(Segmentation mask data)
# # #

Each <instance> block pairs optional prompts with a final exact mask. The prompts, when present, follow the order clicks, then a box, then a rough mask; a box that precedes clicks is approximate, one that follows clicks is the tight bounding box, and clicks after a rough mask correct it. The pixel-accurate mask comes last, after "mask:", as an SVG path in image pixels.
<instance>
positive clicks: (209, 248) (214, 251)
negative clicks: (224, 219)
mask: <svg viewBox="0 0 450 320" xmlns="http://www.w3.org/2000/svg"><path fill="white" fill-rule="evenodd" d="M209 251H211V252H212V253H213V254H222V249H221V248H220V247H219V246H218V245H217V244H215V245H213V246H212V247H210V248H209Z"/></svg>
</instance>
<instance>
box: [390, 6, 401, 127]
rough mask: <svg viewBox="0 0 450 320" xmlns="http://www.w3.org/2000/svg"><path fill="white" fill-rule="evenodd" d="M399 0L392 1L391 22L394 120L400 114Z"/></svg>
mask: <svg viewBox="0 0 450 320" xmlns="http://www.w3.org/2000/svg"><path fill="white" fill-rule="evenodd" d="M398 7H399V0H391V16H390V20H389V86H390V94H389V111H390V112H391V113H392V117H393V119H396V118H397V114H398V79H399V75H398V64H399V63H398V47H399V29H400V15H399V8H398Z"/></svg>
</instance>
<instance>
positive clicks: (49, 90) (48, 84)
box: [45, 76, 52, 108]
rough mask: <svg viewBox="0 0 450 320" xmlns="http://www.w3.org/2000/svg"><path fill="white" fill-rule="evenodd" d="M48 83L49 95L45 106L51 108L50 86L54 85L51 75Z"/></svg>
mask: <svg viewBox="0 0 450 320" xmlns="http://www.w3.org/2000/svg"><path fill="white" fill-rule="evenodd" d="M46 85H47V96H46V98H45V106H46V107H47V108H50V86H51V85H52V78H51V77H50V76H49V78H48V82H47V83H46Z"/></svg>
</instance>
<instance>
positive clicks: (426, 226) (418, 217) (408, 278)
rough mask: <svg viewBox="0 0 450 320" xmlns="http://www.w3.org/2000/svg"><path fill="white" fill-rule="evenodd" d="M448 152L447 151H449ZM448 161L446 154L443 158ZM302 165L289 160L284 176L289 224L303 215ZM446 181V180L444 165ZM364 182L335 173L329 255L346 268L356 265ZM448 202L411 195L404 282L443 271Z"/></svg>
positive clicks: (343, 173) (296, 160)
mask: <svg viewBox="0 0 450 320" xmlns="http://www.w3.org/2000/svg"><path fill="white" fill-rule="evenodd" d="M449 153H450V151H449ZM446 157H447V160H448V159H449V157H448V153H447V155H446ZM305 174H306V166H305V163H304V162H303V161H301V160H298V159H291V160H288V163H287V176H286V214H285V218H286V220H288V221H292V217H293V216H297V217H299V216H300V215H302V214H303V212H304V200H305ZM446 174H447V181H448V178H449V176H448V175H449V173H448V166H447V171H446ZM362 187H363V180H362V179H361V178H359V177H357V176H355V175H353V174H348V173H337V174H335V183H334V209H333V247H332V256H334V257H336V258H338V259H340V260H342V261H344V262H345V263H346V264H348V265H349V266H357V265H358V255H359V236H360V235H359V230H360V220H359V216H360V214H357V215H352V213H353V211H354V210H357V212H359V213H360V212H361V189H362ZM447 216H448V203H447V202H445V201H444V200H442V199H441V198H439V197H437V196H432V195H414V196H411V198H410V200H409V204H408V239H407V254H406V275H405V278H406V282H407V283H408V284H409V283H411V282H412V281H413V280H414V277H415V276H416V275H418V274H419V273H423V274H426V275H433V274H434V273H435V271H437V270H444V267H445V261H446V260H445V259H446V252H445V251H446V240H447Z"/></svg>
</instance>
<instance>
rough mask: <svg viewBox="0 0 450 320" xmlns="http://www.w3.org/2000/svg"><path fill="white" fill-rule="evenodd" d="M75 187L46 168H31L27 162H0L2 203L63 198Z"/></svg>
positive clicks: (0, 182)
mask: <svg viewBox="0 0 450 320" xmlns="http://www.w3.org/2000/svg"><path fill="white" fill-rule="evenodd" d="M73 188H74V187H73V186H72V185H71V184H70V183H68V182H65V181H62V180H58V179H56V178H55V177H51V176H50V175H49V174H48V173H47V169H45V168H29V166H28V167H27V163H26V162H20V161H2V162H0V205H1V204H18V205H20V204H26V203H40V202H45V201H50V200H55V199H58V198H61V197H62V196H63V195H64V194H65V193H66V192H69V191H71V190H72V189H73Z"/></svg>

# # #

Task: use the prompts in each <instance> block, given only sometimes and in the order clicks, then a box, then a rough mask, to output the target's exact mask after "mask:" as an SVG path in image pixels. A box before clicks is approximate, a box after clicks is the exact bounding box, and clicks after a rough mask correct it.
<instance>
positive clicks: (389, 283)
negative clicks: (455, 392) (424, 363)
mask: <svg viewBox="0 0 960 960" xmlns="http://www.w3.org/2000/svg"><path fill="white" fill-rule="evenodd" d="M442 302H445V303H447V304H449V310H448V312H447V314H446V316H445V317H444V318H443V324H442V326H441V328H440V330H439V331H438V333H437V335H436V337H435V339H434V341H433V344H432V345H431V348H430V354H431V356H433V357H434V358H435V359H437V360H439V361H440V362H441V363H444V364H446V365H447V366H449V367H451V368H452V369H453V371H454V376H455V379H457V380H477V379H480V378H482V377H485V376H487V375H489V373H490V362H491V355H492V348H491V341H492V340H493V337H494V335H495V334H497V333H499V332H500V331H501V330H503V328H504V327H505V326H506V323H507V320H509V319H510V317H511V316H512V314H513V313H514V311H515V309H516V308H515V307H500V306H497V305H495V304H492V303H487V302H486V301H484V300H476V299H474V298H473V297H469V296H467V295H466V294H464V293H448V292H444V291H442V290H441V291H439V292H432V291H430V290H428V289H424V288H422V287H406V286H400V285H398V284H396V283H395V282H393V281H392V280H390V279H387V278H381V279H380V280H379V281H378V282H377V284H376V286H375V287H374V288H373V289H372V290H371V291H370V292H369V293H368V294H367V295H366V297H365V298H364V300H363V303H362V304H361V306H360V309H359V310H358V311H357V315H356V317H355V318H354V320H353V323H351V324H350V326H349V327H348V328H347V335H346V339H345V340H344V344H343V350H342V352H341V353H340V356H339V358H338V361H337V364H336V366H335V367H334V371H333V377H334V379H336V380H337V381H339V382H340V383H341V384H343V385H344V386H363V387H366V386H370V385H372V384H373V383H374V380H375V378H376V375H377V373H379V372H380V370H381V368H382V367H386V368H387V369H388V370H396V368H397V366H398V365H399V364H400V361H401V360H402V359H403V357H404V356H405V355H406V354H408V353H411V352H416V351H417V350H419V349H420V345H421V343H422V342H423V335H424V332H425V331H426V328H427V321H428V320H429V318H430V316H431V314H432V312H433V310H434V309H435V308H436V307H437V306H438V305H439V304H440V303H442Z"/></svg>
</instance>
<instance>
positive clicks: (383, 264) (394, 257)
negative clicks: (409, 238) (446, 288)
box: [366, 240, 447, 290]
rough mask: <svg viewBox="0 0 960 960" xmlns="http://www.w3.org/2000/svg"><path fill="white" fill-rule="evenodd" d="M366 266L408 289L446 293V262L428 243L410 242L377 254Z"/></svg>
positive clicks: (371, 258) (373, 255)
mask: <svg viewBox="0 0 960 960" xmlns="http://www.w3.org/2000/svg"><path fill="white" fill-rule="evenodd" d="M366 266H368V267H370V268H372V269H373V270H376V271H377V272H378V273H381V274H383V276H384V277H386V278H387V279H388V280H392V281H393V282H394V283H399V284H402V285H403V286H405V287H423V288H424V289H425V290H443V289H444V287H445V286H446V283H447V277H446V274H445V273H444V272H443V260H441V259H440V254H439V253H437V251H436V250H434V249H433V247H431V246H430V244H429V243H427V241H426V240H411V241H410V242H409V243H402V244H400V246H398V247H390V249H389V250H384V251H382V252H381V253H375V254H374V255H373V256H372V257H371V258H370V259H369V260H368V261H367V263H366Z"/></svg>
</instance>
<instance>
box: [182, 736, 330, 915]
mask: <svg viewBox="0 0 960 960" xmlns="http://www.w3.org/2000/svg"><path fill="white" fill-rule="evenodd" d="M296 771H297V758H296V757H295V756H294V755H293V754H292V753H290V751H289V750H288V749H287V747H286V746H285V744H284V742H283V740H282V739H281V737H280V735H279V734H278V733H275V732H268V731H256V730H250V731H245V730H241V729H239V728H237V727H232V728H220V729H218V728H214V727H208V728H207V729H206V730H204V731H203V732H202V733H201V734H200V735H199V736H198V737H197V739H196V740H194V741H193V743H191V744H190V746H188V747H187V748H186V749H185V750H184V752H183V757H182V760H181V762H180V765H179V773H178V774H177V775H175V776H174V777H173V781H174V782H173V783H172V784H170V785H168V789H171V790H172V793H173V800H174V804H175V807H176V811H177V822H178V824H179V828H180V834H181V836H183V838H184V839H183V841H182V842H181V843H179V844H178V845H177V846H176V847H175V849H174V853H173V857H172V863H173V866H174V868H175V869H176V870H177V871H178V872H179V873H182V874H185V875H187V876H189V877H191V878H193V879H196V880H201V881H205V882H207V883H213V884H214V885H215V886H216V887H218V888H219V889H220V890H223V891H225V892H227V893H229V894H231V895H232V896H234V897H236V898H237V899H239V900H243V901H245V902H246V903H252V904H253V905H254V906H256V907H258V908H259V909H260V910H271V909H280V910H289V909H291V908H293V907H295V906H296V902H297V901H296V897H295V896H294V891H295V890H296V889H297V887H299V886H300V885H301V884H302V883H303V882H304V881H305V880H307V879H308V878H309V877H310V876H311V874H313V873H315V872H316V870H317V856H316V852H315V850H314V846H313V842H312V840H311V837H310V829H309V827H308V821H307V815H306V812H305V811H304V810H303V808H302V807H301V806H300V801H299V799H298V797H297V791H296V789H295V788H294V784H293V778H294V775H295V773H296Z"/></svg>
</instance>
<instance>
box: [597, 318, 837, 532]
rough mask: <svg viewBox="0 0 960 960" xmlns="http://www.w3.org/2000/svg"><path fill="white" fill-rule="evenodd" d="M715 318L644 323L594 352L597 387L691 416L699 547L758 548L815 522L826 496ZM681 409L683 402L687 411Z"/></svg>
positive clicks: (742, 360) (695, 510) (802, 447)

# # #

» Requirement
Go through the records above and return every line that holds the string "correct".

» Answer area
Each <instance> block pairs optional prompts with a final exact mask. The prompts, when present, follow the order clicks, then a box, then a rough mask; a box that precedes clicks is approximate, one that follows clicks is the tight bounding box, and clicks after a rough mask correct it. The pixel-accurate mask comes last, after "mask:", as an SVG path in image pixels.
Task: use the prompts in each <instance> block, given only sometimes and in the order clicks, then a box, then a rough mask, to output the target's exact mask after "mask:" as an SVG path in image pixels. A box before clicks is approximate, a box after clicks is the exact bounding box, and clicks after a rough mask correct it.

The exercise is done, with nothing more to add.